+++ RECORDS TO USE
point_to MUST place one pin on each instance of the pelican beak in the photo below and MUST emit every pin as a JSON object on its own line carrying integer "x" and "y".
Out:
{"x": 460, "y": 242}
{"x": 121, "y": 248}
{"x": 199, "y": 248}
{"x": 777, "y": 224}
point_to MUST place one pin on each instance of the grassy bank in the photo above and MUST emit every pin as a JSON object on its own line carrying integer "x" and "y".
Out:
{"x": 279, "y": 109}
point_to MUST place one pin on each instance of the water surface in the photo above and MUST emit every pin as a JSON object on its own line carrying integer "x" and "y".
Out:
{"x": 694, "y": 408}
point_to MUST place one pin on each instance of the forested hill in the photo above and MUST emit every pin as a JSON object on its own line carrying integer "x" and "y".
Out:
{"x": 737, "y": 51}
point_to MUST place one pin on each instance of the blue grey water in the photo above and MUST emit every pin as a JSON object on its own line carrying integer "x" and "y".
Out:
++++++
**WORK ITEM**
The word to look for is "water"; copy out every line of the entries that holds it.

**YOUR RESPONSE**
point_to MUST place one pin on each instance of the water surface in the photo above and MUST emit every pin as a JSON object on its own line carrying integer "x" and "y".
point_to MUST place one pin on each instance of the blue grey water in the photo above and MUST emit every pin as a JSON object on its own line carrying integer "x" and "y".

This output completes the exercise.